#### TASK GOAL
Below are records; count how many of their lines contain the word "green" and give the number alone.

#### GIVEN DATA
○ ○ ○

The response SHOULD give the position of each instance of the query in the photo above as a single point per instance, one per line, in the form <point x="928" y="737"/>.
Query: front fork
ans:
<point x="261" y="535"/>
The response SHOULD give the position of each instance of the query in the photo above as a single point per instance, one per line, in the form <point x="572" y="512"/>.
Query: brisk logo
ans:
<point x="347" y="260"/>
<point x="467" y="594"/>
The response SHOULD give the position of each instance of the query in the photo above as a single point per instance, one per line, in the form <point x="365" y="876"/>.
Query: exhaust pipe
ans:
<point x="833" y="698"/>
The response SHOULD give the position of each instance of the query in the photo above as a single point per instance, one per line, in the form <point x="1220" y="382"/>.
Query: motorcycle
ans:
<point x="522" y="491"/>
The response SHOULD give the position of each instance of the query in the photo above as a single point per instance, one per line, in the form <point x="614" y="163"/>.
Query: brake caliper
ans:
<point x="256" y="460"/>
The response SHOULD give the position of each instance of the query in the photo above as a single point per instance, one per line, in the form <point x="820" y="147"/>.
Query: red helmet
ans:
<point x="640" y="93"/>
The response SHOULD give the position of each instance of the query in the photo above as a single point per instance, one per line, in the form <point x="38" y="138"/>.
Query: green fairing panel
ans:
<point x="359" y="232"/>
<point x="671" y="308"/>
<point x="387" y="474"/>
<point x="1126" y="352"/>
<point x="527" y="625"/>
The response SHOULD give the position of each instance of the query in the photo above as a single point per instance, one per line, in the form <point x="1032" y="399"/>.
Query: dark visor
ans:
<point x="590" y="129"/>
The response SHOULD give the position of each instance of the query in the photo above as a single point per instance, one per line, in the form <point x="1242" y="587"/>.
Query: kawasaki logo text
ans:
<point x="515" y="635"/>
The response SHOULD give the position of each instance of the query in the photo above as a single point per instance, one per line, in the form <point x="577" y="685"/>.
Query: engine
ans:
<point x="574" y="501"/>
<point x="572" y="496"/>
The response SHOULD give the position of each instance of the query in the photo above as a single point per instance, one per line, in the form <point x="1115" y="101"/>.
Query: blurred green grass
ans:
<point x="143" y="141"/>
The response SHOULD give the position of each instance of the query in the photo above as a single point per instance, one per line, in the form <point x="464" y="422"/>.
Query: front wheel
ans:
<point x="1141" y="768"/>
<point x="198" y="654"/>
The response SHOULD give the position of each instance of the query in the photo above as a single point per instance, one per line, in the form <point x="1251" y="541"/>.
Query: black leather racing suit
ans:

○ ○ ○

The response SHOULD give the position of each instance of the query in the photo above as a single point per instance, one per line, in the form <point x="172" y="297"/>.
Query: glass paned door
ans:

○ ○ ○

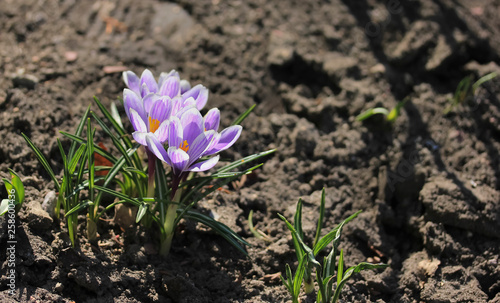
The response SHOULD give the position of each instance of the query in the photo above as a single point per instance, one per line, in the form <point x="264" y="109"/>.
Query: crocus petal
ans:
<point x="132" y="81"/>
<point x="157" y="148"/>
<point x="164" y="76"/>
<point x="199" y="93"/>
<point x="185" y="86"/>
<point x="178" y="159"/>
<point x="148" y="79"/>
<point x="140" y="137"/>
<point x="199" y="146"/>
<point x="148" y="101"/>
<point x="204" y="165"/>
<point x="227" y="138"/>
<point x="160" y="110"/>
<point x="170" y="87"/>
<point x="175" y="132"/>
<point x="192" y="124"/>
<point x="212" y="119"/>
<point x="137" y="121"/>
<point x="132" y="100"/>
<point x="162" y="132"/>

○ ○ ○

#### WRITTEN RESPONSE
2